START
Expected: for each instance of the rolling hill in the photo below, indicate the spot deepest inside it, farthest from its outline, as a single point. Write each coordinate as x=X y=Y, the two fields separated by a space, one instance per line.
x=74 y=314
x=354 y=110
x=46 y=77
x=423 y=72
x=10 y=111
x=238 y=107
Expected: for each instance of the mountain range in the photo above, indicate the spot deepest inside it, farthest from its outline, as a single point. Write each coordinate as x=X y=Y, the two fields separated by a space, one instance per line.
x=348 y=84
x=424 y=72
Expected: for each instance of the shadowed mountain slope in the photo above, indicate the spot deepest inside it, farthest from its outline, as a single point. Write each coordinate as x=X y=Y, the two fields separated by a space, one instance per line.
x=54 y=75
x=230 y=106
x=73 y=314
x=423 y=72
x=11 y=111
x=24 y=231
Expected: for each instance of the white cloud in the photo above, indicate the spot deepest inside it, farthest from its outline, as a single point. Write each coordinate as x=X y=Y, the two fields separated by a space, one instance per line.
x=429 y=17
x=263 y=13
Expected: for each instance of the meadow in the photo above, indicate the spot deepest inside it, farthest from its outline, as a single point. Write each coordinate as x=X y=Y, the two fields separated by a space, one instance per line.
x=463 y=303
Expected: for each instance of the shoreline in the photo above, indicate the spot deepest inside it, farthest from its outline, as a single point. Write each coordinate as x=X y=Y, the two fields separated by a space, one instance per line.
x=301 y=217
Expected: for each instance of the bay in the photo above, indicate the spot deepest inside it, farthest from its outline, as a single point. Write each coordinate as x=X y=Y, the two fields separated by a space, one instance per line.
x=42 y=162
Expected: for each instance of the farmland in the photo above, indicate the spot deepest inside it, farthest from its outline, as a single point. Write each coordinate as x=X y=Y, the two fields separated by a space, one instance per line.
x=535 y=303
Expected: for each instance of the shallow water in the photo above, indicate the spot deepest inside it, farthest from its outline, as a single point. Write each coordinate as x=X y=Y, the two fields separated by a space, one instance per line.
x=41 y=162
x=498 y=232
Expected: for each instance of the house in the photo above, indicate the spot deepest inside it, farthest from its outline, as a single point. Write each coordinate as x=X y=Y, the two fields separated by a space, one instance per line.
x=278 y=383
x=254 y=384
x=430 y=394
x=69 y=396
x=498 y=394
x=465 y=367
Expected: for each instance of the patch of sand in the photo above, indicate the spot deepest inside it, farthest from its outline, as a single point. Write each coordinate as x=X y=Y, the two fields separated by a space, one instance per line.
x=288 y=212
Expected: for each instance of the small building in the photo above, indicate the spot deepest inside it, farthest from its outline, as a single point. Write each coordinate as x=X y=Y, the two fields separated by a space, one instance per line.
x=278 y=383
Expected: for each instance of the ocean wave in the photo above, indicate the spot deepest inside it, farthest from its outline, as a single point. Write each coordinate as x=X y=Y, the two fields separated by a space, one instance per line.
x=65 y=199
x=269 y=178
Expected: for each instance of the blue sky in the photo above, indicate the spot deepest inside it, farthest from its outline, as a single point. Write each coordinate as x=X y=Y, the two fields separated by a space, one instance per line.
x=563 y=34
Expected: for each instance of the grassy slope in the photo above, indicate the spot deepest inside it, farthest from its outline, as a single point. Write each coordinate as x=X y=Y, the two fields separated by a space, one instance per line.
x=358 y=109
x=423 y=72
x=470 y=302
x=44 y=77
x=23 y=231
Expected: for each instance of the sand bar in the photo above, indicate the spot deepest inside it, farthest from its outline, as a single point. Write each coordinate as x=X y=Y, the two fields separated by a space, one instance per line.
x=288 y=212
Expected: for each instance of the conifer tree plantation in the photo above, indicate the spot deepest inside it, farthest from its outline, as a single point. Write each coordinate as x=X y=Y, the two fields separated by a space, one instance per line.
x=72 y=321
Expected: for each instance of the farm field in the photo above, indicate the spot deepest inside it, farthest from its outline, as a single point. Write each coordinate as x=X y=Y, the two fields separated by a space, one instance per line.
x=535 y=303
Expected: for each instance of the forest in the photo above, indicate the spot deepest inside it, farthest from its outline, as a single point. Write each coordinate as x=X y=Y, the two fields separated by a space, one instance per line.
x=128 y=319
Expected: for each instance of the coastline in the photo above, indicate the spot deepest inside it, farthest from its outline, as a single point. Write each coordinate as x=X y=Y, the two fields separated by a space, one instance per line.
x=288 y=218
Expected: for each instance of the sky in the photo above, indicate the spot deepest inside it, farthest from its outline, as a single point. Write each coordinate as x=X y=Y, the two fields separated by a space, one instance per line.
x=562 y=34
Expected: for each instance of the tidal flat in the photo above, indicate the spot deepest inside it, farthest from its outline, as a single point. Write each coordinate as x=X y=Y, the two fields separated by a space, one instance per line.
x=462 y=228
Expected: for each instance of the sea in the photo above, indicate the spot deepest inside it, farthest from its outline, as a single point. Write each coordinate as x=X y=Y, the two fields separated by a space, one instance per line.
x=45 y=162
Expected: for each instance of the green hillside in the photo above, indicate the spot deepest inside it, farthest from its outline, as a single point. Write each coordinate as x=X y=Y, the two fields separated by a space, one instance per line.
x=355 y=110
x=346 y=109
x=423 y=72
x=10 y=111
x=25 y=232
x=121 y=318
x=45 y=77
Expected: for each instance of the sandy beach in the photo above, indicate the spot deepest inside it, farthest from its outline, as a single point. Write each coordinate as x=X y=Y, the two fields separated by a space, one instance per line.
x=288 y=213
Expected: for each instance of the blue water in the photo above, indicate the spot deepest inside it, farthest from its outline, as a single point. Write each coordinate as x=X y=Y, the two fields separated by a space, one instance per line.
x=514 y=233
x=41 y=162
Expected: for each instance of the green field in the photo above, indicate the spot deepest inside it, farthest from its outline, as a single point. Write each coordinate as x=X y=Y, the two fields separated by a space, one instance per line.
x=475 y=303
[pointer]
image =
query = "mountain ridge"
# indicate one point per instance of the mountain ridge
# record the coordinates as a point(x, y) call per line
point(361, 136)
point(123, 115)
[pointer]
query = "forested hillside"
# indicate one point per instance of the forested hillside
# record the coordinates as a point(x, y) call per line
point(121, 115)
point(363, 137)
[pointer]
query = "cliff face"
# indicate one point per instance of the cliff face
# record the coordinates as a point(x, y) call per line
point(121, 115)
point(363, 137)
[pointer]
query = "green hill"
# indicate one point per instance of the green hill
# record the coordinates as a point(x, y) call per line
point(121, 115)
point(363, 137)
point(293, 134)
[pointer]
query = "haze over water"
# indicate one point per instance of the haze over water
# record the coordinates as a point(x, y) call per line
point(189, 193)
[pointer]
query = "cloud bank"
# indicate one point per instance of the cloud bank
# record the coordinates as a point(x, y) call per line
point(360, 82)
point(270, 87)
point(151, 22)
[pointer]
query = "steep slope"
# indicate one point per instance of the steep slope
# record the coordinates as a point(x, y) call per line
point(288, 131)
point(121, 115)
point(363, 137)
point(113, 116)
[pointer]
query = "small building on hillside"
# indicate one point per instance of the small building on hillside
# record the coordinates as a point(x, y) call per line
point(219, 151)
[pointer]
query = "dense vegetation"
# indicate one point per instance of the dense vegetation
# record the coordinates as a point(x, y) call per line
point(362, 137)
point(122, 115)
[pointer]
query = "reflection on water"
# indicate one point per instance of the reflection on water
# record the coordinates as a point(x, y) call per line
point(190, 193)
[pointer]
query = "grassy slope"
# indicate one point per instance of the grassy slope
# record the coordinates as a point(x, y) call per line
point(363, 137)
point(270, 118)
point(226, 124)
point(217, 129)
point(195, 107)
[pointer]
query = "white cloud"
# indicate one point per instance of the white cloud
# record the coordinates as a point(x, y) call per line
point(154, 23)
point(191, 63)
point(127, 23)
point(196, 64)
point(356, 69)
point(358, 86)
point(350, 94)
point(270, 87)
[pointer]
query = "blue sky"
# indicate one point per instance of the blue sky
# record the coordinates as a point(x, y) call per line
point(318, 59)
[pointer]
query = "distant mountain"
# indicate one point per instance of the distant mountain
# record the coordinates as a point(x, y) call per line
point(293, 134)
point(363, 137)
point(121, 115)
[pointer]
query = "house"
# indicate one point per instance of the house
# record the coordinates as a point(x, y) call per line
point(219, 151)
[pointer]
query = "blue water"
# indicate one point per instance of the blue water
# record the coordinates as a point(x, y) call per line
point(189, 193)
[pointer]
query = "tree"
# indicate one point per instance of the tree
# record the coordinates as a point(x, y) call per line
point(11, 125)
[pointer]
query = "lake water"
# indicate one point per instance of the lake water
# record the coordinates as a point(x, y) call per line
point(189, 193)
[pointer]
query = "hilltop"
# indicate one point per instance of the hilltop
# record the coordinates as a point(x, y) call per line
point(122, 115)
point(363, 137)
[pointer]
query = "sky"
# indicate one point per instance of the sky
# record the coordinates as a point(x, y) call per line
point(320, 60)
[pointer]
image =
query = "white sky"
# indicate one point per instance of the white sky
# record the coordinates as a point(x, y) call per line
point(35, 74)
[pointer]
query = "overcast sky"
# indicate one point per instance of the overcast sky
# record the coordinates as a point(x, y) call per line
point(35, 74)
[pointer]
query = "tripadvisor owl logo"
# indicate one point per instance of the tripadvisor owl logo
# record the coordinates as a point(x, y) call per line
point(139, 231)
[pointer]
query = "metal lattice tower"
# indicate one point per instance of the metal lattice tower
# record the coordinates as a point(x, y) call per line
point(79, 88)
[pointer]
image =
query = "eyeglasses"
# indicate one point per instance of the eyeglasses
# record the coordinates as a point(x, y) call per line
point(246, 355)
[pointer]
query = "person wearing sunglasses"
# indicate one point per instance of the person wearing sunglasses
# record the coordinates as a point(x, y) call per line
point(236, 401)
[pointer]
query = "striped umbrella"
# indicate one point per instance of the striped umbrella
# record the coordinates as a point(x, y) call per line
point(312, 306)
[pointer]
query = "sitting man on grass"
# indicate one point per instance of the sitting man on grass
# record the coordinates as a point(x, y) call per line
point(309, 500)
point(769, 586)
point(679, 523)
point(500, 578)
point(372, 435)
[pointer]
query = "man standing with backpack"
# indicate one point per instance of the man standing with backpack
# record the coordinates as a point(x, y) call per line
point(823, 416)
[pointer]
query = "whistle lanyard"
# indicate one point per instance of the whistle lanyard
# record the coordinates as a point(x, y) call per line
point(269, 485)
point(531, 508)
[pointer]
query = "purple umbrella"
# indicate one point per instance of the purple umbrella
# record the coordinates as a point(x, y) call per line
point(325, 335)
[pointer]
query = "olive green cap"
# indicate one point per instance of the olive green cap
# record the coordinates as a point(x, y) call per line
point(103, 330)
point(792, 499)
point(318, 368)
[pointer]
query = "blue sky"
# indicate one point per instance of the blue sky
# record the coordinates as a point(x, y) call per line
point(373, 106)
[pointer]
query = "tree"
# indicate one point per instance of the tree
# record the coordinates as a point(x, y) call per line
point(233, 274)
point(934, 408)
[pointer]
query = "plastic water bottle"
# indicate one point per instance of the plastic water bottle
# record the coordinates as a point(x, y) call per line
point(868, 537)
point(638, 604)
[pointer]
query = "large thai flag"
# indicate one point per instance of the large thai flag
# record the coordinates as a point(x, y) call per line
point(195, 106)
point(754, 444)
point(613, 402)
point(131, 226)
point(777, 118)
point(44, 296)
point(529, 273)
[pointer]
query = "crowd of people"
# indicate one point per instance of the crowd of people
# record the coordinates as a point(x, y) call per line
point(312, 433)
END
Locate every line of the data above that contains the word "tower", and copy each one in full. The match is case-sensitive.

### Problem solution:
query = "metal lattice tower"
# indicate one point per instance of the metal lattice tower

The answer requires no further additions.